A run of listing
··········

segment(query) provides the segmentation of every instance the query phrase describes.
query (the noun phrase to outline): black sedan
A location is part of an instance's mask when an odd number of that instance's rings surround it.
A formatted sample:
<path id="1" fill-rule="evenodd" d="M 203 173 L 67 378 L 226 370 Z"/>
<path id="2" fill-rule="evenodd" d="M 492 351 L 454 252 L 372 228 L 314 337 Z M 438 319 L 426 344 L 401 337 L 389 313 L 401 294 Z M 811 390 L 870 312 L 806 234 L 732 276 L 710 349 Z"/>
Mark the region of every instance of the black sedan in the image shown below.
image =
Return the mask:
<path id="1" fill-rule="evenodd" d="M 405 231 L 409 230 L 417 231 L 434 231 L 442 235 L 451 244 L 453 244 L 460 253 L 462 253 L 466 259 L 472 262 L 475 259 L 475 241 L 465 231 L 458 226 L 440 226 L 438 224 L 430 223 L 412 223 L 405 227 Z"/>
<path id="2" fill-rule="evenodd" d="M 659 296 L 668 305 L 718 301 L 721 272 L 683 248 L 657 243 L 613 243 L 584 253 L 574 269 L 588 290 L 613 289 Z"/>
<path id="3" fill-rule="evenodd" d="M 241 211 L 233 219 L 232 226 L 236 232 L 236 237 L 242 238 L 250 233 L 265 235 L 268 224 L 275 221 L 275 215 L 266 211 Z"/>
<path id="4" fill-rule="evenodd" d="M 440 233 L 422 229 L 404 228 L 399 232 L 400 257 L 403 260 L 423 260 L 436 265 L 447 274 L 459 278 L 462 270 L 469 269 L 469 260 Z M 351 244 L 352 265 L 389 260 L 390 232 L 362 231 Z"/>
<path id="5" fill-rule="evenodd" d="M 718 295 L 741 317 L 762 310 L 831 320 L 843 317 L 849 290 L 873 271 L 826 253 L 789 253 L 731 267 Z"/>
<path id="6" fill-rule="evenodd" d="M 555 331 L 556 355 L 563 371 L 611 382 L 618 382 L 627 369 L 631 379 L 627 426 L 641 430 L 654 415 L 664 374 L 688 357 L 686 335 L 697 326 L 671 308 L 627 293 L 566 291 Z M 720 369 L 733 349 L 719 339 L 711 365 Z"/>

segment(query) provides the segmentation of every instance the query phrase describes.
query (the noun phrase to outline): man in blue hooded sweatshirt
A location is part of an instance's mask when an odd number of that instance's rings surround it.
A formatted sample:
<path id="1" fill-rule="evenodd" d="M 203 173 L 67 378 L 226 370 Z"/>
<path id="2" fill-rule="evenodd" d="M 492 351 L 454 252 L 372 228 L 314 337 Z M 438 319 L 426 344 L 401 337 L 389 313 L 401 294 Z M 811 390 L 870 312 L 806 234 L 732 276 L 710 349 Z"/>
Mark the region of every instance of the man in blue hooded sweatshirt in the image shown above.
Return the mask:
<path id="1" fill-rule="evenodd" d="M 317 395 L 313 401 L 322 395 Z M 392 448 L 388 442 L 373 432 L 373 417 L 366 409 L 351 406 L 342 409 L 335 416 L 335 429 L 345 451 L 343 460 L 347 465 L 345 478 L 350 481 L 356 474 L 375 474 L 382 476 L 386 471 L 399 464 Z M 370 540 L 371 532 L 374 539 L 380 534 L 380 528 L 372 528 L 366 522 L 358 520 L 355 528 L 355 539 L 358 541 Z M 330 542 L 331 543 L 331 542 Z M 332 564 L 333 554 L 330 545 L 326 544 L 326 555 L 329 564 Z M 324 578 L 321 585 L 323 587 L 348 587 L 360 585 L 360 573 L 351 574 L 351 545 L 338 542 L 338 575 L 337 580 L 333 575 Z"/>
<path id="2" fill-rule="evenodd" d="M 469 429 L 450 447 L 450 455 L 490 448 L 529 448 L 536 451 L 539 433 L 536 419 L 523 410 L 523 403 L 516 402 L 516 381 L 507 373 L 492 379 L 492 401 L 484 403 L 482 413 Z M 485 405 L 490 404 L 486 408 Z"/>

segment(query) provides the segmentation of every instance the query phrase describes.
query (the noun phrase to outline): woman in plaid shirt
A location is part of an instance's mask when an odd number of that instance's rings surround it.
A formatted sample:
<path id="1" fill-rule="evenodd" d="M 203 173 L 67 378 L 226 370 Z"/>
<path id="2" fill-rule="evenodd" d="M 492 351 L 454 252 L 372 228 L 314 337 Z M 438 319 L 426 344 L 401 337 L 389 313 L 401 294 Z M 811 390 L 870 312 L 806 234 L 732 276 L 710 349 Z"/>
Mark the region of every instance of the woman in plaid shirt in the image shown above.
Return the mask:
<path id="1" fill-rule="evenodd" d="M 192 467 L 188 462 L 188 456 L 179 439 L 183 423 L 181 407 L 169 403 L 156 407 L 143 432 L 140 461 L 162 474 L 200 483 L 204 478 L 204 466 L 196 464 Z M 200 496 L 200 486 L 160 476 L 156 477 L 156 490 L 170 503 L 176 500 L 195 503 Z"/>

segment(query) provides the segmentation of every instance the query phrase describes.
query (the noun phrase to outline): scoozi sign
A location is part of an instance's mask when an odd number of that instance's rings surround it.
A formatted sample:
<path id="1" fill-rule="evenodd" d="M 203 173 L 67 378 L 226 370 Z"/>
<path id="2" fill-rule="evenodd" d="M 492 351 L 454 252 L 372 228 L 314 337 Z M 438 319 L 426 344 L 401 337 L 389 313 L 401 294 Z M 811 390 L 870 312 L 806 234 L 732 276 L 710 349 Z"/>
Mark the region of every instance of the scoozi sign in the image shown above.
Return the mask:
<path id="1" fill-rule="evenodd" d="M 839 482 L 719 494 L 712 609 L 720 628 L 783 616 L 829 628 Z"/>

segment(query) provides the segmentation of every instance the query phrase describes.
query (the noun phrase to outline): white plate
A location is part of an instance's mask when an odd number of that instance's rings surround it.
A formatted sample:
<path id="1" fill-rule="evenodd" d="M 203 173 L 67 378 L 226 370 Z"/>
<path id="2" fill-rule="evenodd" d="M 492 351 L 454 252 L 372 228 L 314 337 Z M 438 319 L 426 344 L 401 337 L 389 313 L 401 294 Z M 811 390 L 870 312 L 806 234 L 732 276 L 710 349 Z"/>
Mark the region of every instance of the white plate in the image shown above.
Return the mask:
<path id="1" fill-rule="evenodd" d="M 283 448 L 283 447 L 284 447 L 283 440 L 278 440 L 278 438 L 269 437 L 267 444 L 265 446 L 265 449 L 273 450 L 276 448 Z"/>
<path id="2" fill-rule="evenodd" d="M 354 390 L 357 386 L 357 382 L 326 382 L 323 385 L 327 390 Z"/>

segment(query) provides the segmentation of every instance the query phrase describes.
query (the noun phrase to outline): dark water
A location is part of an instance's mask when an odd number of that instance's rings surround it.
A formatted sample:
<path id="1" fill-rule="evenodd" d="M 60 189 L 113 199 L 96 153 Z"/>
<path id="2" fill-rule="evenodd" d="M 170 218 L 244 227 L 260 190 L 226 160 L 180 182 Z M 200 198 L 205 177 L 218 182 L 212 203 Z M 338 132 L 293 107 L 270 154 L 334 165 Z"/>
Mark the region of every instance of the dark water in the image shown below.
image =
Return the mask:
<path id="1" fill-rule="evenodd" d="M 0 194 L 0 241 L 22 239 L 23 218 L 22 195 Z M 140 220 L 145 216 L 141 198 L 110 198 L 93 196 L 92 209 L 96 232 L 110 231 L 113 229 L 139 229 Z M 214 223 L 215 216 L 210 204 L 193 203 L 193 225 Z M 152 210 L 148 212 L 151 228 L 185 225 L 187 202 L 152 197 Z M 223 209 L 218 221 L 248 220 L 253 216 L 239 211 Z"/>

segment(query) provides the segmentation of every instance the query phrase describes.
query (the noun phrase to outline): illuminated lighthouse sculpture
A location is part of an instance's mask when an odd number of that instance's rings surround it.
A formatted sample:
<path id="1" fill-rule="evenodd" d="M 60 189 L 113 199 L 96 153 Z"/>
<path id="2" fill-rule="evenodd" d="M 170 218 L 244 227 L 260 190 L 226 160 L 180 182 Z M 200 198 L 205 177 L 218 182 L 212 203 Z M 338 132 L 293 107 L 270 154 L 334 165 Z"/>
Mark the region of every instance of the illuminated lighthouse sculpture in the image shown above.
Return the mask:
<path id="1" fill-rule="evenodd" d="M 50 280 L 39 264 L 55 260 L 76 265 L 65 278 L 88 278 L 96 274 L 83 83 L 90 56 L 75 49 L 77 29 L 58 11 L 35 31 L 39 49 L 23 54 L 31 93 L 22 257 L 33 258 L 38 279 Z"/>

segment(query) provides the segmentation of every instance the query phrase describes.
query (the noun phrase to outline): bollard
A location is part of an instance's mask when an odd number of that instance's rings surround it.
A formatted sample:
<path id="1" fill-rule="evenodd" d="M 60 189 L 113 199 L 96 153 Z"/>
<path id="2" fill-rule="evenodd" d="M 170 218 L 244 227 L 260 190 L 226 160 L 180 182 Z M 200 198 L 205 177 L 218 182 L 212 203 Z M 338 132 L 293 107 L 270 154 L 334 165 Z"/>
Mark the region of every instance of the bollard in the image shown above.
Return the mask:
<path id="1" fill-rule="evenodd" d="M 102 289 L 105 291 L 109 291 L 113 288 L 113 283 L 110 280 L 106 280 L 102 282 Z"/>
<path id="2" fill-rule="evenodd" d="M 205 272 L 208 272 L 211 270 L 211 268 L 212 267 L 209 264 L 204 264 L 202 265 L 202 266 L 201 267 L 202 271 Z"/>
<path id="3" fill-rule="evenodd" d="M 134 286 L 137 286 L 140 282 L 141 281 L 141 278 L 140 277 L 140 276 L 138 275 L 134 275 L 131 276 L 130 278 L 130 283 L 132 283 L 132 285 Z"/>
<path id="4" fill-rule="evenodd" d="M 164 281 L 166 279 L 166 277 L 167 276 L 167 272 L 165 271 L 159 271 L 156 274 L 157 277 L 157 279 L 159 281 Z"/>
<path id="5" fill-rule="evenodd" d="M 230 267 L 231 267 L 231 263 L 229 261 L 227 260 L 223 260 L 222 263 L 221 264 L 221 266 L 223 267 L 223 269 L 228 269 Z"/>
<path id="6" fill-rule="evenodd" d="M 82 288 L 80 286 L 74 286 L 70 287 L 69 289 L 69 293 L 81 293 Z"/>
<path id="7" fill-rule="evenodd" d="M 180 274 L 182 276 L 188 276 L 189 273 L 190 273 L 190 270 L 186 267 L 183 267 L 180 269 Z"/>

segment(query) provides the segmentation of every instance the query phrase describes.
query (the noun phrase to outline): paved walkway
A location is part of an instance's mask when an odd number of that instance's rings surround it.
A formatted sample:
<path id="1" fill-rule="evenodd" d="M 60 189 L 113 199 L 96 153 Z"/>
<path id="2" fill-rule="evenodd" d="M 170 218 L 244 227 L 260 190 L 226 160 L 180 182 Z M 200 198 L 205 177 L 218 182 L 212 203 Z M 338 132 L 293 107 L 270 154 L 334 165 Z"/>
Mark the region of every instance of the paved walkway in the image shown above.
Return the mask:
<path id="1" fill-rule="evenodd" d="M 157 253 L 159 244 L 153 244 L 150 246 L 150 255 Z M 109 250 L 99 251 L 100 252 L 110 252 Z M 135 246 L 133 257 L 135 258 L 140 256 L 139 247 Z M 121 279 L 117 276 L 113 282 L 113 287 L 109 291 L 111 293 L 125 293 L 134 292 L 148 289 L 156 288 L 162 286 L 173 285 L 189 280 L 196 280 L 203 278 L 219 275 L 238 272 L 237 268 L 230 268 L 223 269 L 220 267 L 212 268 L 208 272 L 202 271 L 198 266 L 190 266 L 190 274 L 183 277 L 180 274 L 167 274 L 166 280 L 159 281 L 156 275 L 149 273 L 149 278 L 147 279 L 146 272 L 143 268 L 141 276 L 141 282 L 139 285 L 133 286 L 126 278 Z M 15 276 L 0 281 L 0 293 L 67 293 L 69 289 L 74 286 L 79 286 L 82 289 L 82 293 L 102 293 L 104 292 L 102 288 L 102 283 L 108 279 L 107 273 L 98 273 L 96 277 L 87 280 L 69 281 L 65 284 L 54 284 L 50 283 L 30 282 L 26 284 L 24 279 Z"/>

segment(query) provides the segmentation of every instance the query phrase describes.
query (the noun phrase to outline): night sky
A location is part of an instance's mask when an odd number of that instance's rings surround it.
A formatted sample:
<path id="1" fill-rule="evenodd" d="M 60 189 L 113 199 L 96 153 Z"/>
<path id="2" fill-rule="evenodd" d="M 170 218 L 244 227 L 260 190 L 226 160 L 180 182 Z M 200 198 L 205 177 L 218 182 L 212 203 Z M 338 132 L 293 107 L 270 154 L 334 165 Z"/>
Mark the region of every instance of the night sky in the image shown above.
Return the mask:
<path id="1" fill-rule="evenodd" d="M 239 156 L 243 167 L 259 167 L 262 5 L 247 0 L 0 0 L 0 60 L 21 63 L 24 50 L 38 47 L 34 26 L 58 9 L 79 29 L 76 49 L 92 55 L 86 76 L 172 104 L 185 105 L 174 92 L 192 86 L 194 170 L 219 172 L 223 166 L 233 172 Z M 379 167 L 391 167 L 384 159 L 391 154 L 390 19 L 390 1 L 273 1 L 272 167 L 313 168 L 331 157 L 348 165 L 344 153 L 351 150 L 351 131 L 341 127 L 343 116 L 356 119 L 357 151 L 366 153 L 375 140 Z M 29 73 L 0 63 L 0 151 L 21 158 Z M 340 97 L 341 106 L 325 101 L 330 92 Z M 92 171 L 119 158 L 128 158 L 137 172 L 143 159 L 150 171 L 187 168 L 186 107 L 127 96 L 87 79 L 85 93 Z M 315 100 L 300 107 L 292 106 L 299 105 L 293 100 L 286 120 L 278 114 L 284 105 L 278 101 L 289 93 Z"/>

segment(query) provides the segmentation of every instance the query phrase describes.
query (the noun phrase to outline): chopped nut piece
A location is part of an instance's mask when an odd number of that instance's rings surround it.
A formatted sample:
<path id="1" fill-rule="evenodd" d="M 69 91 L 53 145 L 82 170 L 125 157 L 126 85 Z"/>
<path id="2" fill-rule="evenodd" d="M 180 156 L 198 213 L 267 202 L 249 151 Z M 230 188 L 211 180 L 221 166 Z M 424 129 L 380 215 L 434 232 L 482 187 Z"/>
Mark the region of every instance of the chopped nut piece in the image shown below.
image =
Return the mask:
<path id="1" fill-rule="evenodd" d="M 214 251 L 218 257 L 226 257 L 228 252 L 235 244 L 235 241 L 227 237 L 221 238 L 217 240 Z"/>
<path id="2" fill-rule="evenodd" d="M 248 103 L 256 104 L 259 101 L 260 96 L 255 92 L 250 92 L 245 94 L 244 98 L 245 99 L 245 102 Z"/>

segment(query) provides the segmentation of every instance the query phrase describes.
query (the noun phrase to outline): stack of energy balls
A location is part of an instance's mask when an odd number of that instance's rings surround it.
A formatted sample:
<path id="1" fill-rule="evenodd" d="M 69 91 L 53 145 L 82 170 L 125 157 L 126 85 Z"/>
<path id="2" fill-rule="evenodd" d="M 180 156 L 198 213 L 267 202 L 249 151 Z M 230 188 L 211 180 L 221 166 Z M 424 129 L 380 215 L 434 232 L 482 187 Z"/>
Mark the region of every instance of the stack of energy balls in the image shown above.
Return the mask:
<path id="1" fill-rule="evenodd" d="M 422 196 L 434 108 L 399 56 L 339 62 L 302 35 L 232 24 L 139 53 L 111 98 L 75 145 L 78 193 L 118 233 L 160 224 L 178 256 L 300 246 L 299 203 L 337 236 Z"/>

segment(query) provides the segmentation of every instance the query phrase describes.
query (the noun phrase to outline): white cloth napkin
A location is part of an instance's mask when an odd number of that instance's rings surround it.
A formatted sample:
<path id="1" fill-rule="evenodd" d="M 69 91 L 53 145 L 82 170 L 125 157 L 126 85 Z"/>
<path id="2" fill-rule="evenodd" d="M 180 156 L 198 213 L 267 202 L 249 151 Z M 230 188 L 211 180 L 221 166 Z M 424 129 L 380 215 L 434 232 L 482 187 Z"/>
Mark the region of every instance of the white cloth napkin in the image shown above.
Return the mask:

··········

Instructions for the task: Please extract each line of the listing above that contains the string "balls", with case counting, and copy those lines word for word.

Finished exercise:
query (the noun phrase to outline): stack of energy balls
Mark the region of every instance of the stack of energy balls in the image shown above.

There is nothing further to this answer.